» **What to produce**
Collect each line below that contains the word "cheese" and copy it out in full.

» **Available records**

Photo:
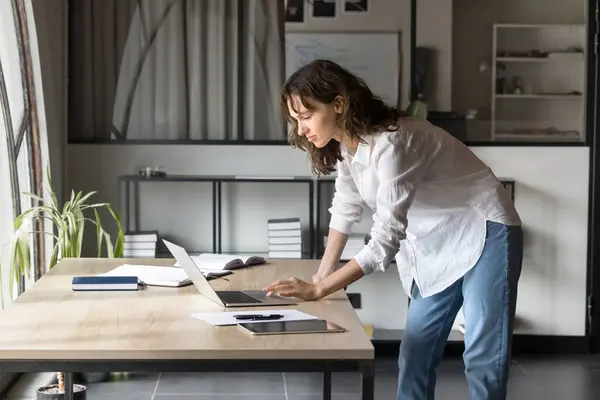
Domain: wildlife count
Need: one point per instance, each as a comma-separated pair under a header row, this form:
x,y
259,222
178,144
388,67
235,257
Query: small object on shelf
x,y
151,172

---

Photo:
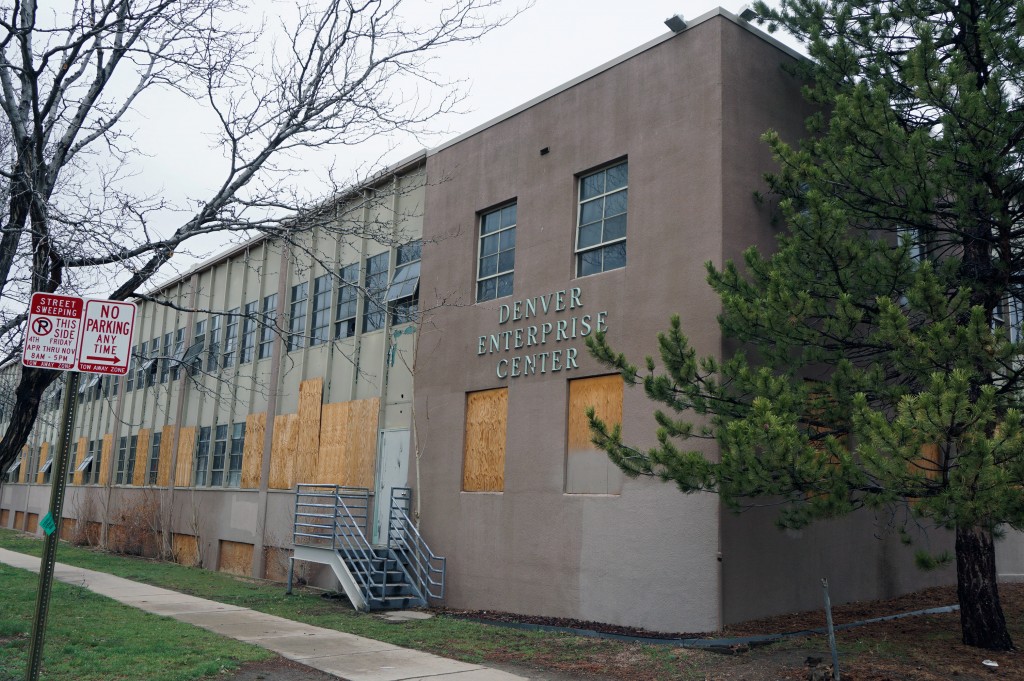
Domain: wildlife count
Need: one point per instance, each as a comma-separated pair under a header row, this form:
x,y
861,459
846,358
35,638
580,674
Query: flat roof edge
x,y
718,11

...

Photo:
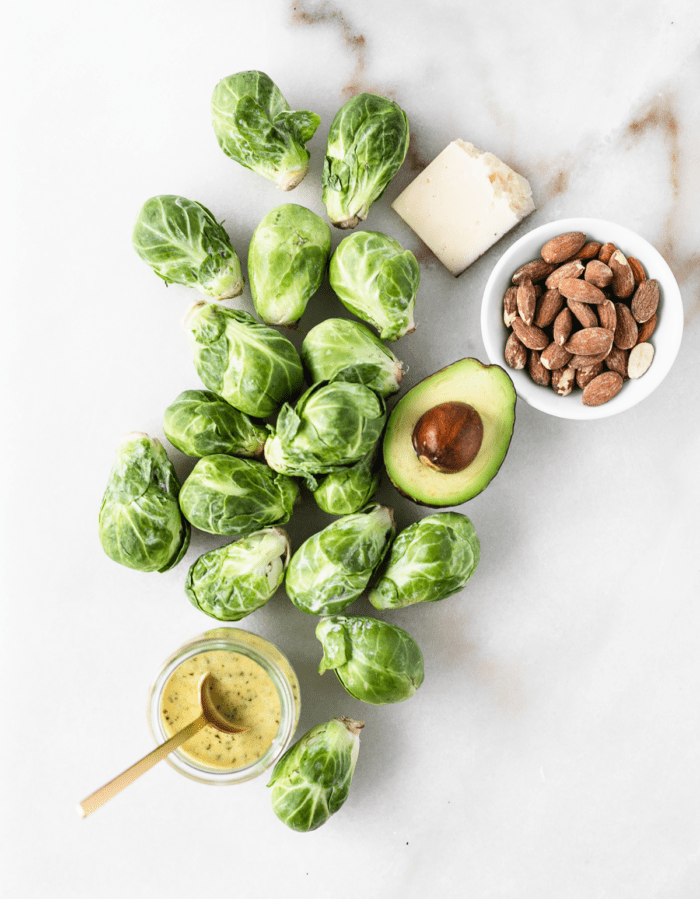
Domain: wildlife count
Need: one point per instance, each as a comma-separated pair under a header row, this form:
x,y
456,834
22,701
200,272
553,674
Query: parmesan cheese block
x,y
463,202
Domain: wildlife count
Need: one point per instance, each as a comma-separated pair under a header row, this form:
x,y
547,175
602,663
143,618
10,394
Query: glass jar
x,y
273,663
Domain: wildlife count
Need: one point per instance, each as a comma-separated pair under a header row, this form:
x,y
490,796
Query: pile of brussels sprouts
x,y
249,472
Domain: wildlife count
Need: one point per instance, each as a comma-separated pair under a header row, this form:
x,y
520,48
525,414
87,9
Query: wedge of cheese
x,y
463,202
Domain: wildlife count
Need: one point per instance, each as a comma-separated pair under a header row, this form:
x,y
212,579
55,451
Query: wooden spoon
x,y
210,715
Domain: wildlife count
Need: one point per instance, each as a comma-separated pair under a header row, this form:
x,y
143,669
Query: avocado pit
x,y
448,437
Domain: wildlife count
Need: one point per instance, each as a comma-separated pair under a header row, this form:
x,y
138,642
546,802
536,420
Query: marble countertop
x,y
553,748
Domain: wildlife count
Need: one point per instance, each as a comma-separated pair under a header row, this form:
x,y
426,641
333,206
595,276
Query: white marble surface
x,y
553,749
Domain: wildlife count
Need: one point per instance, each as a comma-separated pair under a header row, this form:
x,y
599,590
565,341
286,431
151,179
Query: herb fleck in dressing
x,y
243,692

» **Correct answer**
Query: parmesan cheese block
Query: wedge of cheese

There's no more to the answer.